**Excerpted text:**
□ □ □

We are heading for the Chihuly exhibit at the Museum of Fine Arts in Boston for our date – an exhibit which holds some special meaning for us as Chihuly is part of the reason we began dating.  Dale Chihuly is best known as the shaggy haired, pirate eye-patched eccentric glass artist who creates glass environments all over the world.  Many Americans know him as a result of seeing his ostentatiously delicious glass ceiling in the Belagio Hotel in Las Vegas, Nevada.  I was first introduced to Chihuly’s glass art by my cousin, who gave me a book about the famous installation in Jerusalem, “In the light of Jerusalem, 2000.”  It was the curious, undulating shapes that stayed with me once the book landed in my storage space – and led me to choose an image of Chihuly’s for the Internet dating site profile that connected us.

It was the Chihuly, my husband jokes, that made the online profile catch his eye.  Although not a major fan, my husband is an artist, and was happy to see that I had some interest in art, something that was apparently lacking in the other profiles he came across.  I hear Kenne and Khadijah swoon from inside of my purse.  I wonder why they are hiding there. Karagöz screeches with sarcastic delight.  “What a lovey-hovey-dovey story!”  Hacivad does not bat an eyelash.  “Was it love at first click?” Hacivad’s arm turns into silly putty as it stretches out to grab Karagöz off of his swinging beads, tossing him out the window.  “Chihuly – it’s all for loooooooooooove…..” he cried as the wind pulled him away into the tunnel behind the speed of our car.

My attention is split three ways between my Chihuly memory lane, the Karagöz slapstick show in my brain and my husband’s narration of whether and how he can break parking rules.  On our third roll around the block after finding the parking lot full.  “We should have taken the subway,” I protest. I then  try to pre-empt each potentially illegal parking attempt by shouting out “hydrant,” or “resident parking only!” I hurumph each time he stops where we have failed to find a legal parking space before.  “Maybe if I back in like this, it will not SEEM like we are breaking the law,” he says, ignoring my dark look angled his way.  Lather, rinse, repeat – this is how the next 15 minutes are spent.  My main goal is to be able to compartmentalize the grump long enough to not ruin this nice date, our first out in a long time.

Seeking the solace of the sun on my face after we finally park, about a half mile away, I grab his hand and commence discussions of all that has been on our “back burner” during these busy times.  As we amble up to the museum, drenched in sweat from our walk on the hottest day of the year, M. begins to plot ways to jump the line snaking around the block.  I turn to the proverbial camera in my head, otherwise known as Karagöz, and throw my hands up in despair.  You can take a Turk out of Turkey, but you can’t make them avoid trying to cut the line.

□ □ □

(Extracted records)
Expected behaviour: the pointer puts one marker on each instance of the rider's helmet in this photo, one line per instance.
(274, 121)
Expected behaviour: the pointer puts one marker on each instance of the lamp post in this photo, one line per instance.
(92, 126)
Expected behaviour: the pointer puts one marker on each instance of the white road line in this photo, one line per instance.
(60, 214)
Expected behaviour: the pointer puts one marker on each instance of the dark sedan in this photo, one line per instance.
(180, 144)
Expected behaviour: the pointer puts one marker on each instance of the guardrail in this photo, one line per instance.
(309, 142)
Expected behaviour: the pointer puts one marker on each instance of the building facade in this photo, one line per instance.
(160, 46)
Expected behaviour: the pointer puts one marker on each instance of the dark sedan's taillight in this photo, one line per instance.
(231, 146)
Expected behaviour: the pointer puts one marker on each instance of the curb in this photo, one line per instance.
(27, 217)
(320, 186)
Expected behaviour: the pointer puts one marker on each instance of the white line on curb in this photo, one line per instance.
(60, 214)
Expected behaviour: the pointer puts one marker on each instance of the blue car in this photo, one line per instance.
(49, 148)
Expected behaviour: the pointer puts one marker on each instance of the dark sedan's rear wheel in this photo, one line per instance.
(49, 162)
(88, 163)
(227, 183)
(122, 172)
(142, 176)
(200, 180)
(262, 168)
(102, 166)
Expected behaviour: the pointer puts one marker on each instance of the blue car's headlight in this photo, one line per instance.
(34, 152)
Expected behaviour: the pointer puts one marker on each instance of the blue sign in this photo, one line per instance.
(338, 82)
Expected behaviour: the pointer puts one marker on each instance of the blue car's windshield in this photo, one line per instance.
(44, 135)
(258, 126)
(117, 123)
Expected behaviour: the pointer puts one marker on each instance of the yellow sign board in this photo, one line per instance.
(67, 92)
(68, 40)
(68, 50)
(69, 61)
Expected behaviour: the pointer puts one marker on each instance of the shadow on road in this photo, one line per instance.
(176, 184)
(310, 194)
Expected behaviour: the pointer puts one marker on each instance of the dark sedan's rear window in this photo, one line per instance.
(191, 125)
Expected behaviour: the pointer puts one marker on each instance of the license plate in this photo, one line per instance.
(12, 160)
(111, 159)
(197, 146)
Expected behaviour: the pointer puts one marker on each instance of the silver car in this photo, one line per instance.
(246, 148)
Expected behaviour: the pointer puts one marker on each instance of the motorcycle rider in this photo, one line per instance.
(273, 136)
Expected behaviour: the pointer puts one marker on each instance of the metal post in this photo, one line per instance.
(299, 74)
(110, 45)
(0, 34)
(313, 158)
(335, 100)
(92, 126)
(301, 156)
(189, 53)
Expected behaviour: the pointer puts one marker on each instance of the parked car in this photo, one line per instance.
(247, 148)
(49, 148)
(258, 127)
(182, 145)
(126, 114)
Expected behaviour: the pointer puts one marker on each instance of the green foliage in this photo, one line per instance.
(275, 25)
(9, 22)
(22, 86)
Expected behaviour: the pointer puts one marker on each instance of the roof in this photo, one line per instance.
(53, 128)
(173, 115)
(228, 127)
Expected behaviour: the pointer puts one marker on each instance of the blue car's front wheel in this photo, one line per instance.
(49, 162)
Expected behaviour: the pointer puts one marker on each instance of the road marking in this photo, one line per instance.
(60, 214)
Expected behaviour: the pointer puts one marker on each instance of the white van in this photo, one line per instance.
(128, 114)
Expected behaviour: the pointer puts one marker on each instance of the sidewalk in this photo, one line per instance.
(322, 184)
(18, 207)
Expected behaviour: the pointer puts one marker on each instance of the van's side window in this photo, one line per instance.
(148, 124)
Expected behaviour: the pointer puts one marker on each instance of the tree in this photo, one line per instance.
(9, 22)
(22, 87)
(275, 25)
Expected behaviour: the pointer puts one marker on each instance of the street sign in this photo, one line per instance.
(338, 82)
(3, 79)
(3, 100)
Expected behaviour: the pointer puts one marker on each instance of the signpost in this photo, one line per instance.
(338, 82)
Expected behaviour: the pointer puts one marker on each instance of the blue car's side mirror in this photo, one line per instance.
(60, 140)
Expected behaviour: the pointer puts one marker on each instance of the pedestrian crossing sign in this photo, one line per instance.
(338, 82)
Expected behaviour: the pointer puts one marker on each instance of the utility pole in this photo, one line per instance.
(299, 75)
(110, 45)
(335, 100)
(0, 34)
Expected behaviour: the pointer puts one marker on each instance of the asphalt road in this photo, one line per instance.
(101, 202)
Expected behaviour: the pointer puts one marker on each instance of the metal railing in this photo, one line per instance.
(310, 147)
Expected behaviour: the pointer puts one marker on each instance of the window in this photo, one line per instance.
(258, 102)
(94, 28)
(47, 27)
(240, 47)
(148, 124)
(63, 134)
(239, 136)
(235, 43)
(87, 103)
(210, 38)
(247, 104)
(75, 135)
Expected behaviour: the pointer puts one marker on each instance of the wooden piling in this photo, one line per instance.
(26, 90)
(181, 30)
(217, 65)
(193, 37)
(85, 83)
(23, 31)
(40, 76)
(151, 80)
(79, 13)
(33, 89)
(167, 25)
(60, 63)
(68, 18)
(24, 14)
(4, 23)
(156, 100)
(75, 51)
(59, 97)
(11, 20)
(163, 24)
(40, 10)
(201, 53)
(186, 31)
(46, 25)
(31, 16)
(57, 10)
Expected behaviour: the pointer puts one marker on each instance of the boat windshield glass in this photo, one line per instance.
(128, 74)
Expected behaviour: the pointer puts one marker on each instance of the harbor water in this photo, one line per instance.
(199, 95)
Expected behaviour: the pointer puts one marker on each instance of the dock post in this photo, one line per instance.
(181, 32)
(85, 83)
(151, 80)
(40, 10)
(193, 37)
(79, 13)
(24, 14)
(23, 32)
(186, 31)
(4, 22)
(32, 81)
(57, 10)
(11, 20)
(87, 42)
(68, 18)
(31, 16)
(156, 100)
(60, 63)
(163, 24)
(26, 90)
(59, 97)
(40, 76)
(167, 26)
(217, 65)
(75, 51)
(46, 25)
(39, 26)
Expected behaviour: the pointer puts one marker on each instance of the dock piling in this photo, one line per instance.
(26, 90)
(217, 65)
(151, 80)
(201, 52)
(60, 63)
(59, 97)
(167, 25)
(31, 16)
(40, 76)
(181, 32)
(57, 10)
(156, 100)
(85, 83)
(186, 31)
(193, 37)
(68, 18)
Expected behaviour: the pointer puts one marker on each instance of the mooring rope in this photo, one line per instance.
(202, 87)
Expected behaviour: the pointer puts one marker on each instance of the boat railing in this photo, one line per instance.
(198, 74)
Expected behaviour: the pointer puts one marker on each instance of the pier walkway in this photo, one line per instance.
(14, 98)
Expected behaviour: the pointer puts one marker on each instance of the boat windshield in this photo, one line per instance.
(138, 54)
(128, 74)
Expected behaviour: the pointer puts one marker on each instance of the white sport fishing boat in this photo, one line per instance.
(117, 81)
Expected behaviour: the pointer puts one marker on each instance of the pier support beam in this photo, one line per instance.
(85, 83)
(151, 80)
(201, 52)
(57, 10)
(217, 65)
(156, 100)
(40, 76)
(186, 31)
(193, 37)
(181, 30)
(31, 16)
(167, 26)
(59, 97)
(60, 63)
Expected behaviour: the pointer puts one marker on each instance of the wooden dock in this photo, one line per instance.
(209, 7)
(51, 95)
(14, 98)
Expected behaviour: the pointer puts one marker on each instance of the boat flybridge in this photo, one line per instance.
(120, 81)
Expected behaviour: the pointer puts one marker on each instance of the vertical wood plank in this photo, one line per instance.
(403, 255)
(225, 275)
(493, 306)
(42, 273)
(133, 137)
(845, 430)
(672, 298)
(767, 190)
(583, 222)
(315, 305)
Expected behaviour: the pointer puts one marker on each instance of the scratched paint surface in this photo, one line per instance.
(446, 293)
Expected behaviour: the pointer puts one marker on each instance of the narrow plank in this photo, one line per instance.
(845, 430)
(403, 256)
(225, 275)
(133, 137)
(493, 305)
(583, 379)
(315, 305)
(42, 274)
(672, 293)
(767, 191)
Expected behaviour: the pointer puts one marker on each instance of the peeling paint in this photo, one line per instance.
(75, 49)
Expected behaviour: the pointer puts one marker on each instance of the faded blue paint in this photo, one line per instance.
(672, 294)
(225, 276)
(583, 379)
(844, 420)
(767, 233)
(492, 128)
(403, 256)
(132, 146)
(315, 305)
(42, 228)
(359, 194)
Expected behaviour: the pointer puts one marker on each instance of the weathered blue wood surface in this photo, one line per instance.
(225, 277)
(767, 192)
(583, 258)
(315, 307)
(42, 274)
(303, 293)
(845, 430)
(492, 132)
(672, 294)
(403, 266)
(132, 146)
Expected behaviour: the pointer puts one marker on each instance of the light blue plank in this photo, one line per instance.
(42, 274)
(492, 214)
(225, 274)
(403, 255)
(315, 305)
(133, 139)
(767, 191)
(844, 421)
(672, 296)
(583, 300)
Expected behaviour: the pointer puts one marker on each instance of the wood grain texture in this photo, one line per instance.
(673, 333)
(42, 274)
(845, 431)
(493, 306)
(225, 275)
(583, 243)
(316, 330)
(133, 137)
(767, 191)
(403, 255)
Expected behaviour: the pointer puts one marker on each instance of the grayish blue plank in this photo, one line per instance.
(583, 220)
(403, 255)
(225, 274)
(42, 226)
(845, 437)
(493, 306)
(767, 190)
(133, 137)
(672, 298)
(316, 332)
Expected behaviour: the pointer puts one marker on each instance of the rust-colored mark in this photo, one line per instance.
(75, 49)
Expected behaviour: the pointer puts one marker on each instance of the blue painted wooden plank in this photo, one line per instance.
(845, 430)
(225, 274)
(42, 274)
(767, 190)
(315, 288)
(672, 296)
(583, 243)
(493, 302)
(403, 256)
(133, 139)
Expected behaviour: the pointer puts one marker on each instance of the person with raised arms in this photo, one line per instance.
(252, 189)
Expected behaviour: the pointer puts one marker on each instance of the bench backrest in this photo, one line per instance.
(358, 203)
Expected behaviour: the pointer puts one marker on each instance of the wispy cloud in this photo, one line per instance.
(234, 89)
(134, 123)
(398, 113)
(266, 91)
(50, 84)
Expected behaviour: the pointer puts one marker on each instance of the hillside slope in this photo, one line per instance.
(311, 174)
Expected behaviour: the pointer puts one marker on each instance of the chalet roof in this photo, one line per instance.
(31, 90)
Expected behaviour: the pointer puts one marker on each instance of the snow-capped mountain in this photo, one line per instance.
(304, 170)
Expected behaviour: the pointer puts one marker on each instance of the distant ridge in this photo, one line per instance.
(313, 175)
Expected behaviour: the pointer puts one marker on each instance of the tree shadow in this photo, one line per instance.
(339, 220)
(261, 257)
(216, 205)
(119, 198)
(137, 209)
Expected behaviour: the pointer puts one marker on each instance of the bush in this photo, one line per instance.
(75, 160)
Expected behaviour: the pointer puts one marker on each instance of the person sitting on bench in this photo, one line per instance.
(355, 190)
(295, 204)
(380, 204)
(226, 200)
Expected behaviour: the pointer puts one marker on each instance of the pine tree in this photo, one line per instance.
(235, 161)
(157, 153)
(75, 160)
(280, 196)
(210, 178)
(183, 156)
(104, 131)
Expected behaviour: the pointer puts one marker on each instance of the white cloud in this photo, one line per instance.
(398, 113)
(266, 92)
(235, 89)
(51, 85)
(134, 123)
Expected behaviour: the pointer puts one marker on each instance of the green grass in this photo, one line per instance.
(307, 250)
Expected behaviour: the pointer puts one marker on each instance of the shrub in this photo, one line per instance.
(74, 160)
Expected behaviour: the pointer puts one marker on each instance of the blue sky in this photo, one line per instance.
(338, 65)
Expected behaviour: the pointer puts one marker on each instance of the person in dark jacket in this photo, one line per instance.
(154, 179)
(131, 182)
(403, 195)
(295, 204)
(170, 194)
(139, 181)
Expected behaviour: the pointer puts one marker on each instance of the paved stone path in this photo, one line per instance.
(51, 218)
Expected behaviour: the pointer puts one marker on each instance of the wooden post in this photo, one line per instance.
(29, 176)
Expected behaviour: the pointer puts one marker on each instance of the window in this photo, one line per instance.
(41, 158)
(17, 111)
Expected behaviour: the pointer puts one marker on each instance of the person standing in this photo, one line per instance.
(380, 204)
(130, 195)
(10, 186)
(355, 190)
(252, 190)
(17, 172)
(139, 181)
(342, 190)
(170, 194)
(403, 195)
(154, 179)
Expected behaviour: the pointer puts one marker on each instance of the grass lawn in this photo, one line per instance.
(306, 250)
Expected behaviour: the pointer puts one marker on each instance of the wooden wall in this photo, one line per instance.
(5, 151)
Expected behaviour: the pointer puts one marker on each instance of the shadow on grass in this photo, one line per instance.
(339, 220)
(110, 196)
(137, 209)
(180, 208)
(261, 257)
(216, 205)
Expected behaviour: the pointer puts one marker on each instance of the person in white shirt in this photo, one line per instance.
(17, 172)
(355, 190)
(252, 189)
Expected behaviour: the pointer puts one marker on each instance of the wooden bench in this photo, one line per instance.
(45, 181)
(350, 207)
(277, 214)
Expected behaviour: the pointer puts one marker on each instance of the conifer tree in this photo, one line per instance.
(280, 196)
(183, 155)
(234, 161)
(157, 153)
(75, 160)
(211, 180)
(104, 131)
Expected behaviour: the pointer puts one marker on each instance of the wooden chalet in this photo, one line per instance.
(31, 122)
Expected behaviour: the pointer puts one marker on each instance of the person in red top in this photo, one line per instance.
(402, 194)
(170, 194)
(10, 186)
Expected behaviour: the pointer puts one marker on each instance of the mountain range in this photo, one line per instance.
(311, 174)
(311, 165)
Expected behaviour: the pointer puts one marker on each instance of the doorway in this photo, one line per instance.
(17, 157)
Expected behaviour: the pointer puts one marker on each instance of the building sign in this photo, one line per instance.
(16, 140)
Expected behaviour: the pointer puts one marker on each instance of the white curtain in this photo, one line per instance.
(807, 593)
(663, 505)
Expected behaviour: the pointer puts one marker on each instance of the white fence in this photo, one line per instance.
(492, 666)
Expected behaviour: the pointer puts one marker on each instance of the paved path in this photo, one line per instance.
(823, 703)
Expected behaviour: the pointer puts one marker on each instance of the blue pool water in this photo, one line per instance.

□ □ □

**Required tasks:**
1. Reproduce everything from "It was the Chihuly, my" down to "of our car." in the museum date text, replacing "purse" with "handbag".
2. Pick out every line of the records that contains the string "road".

**Worked solutions:**
1.
It was the Chihuly, my husband jokes, that made the online profile catch his eye.  Although not a major fan, my husband is an artist, and was happy to see that I had some interest in art, something that was apparently lacking in the other profiles he came across.  I hear Kenne and Khadijah swoon from inside of my handbag.  I wonder why they are hiding there. Karagöz screeches with sarcastic delight.  “What a lovey-hovey-dovey story!”  Hacivad does not bat an eyelash.  “Was it love at first click?” Hacivad’s arm turns into silly putty as it stretches out to grab Karagöz off of his swinging beads, tossing him out the window.  “Chihuly – it’s all for loooooooooooove…..” he cried as the wind pulled him away into the tunnel behind the speed of our car.

2.
Expected behaviour: the pointer puts one marker on each instance of the white road line in this photo, one line per instance.
Expected behaviour: the pointer puts one marker on each instance of the shadow on road in this photo, one line per instance.
Expected behaviour: the pointer puts one marker on each instance of the road marking in this photo, one line per instance.
Expected behaviour: the pointer puts one marker on each instance of the asphalt road in this photo, one line per instance.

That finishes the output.